◆ **Problem A**:
List the three crucial questions that the Palisades Fire blog post says must be answered for Pacific Palisades to return to normalcy.
◆ **Problem B**:
Transcribe the Palisades Fire blog post word for word from "The start of" to "Fire hydrants unchecked.".

◆ **Source**:

***

Palisades Fire: Three Questions Need to be Answered

 

The start of the Palisades Fire was picked up by cameras in the Santa Monica Mountains.
Photo: ALERTCalifornia/UC San Diego

By JEREMY PADAWER

(This August 24 Blog Post by Jeremy Padawer PacificPalisades.com is reprinted with permission.)

Pacific Palisades pays more than $600 million in annual property taxes to L.A. County. For their money residents receive:

  • 1 police car.
  • Fire hydrants unchecked.
  • 33% of firetrucks allegedly not operational.
  • Dry brush not maintained.
  • Reservoirs empty.
  • Almost no fire prevention on the windiest day of the decade.
  • No mayor in LA despite her Deputy Mayor of Public Safety sidelined for his own bomb threat.

The damage is done. The city is gone. Let’s keep politicians, builders, banks, insurance companies and all key stakeholders honest as we rebuild together. So that this NEVER happens in Los Angeles again.

Three crucial questions must be answered for Pacific Palisades to return to normalcy.

  1. What happened?
  2. What can politicians do to help us rebuild?
  3. How does this never happen again?

WHAT HAPPENED?

Why wasn’t their water in the reservoirs?

Where was the protocol, prevention and emergency response?

Why weren’t the hydrants checked?

Why did Mayor Bass leave town during a known threat when the deputy mayor of public safety was under arrest for calling a bomb threat at city hall:  she left her emergency team in shambles!

Why wasn’t the brush attended to after a very wet season followed by a predictable dry season?

***

◆ **Entries**:

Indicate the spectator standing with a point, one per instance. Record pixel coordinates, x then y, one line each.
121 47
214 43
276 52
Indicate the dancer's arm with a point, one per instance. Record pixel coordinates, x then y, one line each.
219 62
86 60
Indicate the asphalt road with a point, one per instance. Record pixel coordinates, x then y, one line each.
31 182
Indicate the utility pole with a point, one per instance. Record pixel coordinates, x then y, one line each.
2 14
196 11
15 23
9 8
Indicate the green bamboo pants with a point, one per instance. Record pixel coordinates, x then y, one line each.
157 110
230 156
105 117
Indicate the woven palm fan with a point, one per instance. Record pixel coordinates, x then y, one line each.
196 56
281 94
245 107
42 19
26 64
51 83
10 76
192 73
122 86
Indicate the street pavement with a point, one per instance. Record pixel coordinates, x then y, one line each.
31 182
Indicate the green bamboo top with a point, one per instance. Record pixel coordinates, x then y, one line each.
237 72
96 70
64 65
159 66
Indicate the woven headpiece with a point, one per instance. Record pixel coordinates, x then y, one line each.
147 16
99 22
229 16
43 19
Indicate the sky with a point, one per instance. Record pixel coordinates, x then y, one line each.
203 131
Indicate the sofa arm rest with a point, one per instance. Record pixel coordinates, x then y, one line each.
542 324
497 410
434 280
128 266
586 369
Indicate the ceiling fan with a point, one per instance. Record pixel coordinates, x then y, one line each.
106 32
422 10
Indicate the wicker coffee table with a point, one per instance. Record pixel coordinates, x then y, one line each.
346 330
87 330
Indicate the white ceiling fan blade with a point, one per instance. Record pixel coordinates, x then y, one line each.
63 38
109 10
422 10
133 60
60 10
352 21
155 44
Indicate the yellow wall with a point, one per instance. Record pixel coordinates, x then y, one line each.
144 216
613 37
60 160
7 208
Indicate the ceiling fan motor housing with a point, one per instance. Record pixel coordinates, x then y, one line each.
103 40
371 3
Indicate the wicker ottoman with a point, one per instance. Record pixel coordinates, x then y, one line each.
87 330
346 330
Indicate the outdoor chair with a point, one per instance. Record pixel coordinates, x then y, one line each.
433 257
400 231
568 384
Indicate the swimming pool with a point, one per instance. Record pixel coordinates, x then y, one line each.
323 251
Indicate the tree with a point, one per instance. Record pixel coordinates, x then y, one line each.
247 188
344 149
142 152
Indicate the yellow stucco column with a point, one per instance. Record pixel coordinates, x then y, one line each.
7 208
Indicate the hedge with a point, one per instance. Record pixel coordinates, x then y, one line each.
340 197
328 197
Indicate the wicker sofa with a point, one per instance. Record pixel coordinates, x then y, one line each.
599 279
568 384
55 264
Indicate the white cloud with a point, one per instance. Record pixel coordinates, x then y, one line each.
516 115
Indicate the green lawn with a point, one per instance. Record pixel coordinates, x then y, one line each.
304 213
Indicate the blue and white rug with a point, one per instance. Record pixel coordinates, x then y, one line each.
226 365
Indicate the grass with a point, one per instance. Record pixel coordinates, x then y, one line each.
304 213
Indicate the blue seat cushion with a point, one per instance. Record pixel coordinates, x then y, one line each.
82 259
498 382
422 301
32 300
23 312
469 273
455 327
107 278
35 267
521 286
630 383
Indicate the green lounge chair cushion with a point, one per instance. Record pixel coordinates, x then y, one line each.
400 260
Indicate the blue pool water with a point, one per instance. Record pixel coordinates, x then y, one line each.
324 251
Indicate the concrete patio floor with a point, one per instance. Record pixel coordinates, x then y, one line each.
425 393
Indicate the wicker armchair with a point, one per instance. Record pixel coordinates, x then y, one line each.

***

◆ **Finished answer A**:
1. What happened?
2. What can politicians do to help us rebuild?
3. How does this never happen again?

◆ **Finished answer B**:
The start of the Palisades Fire was picked up by cameras in the Santa Monica Mountains.
Photo: ALERTCalifornia/UC San Diego

By JEREMY PADAWER

(This August 24 Blog Post by Jeremy Padawer PacificPalisades.com is reprinted with permission.)

Pacific Palisades pays more than $600 million in annual property taxes to L.A. County. For their money residents receive:

  • 1 police car.
  • Fire hydrants unchecked.